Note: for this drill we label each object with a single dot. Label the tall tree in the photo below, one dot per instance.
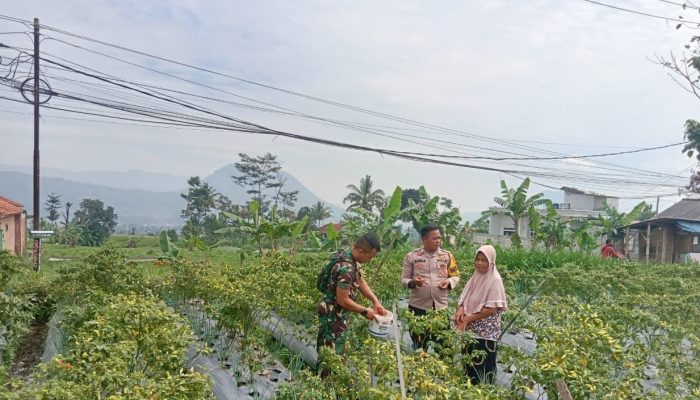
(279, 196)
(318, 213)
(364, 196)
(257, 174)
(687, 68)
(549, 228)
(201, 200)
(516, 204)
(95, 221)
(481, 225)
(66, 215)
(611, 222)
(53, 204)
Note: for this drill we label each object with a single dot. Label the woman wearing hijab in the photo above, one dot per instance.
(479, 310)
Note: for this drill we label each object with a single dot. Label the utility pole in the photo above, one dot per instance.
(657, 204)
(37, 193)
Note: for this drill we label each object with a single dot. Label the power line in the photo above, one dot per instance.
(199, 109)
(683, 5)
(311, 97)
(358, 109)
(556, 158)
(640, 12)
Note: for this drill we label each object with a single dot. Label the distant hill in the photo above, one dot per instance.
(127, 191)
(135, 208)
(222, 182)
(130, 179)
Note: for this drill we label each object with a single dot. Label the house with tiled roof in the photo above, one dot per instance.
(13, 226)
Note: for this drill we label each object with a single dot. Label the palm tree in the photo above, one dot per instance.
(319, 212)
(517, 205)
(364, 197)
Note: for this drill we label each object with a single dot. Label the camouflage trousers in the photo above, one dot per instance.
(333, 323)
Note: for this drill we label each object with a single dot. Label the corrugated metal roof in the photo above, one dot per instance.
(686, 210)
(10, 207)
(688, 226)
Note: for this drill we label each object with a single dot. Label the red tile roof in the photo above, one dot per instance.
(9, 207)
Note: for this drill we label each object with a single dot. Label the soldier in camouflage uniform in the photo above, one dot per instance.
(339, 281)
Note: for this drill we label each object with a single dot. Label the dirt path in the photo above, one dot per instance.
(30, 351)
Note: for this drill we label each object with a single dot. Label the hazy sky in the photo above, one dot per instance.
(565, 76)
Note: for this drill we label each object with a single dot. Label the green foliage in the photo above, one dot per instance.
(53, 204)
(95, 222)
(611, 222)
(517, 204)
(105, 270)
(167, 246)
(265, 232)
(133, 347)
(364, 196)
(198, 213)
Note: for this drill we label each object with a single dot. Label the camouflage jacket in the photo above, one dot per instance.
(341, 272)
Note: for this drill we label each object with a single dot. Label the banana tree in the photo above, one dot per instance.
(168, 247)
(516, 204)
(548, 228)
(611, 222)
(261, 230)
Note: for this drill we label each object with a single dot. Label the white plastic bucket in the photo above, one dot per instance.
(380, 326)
--
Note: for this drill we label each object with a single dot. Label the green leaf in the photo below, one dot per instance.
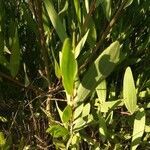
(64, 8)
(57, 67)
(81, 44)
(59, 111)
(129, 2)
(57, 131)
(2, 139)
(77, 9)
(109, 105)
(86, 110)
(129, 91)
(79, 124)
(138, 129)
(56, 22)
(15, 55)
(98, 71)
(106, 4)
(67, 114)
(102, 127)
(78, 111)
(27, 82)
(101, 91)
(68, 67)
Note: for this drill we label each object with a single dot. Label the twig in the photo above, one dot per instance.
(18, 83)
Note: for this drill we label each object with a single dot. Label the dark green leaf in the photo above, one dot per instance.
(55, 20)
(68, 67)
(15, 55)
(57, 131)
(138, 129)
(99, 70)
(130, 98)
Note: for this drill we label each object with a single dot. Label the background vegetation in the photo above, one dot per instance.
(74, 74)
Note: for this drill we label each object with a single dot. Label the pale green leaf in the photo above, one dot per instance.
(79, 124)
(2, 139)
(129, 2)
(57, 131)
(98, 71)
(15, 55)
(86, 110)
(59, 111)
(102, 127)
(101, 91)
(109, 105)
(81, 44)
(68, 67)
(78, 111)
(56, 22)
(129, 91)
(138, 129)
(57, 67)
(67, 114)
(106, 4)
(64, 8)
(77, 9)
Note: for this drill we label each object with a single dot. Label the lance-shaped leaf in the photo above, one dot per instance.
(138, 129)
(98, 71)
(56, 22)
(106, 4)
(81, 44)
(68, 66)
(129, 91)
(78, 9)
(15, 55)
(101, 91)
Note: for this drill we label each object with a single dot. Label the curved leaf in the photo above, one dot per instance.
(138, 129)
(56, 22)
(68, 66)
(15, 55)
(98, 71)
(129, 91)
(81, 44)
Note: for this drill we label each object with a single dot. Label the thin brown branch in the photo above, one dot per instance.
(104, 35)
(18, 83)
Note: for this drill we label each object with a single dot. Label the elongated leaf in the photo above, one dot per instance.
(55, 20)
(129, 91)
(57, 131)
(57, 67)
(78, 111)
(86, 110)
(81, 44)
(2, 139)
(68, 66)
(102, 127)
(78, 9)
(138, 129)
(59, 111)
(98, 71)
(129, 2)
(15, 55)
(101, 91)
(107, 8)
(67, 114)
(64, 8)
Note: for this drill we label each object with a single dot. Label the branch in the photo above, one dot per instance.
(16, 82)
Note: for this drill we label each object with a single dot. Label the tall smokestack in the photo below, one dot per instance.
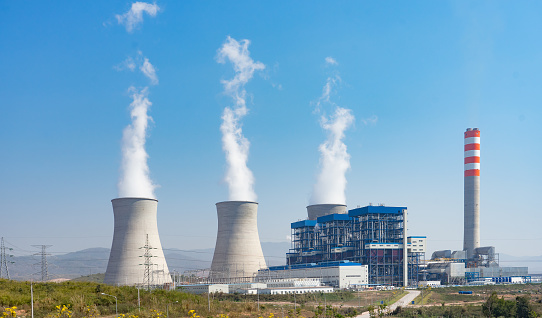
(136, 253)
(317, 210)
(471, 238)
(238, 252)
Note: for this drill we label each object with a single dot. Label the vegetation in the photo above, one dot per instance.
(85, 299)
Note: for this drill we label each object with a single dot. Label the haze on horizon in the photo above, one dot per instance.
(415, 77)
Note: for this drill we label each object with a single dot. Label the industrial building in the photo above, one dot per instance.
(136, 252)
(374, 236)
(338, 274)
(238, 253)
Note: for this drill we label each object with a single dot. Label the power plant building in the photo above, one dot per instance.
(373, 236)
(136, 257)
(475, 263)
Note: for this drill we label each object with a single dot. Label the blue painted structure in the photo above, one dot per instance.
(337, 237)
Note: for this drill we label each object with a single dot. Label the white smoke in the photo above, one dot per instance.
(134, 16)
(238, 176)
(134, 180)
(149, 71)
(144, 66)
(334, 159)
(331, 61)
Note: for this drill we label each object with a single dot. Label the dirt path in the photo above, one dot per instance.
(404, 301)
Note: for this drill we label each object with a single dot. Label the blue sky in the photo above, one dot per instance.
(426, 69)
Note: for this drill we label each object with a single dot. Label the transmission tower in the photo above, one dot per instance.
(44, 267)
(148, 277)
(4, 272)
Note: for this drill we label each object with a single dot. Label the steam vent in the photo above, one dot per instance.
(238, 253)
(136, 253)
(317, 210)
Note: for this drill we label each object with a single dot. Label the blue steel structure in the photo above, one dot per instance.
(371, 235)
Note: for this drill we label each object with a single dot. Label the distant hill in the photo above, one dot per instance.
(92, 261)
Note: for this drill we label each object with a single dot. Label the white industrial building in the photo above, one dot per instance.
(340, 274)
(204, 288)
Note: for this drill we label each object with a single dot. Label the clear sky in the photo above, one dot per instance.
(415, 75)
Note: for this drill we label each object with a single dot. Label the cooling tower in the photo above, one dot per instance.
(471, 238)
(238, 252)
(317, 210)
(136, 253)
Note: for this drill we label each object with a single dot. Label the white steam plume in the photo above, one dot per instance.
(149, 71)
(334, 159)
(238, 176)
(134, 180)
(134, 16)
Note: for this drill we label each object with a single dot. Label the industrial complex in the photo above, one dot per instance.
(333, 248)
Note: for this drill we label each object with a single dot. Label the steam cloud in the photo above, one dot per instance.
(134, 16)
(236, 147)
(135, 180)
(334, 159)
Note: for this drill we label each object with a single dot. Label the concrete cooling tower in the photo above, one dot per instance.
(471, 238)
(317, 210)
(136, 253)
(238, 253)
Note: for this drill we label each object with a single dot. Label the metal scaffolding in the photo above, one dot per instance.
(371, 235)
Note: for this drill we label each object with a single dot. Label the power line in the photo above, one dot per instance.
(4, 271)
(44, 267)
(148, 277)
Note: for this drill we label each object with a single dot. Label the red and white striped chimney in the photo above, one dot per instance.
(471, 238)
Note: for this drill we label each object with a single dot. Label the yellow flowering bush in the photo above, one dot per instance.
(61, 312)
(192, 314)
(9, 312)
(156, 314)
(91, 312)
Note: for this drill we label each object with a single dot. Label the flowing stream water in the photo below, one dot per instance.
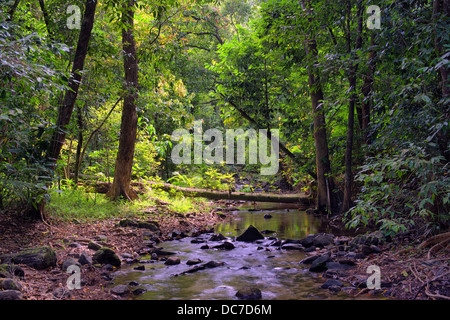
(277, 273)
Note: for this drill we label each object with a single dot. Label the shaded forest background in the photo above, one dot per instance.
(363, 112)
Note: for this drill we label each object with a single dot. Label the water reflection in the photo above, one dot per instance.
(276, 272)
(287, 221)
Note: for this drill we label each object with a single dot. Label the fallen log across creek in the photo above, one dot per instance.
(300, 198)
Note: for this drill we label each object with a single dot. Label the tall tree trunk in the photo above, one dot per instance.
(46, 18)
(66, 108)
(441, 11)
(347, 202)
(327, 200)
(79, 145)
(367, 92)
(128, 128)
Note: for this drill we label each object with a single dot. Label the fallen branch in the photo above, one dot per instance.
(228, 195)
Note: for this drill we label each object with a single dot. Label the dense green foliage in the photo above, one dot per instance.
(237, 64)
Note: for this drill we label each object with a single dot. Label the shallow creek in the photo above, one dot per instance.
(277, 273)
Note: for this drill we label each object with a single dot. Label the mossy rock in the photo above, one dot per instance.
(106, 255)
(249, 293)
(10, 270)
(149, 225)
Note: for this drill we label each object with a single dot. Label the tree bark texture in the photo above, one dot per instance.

*Written request:* Could you pull out every row above that contains the string "industrial"?

*Result:*
Note: for this drill we label each object with a single dot. Label the industrial building in the photo above, one dot per instance.
Note: for this drill we label each object with a single dot. Label the white industrial building in the photo above, one dot per instance.
Note: for this drill we label each object with a single dot. Label the industrial complex in the photo above, one dot per instance.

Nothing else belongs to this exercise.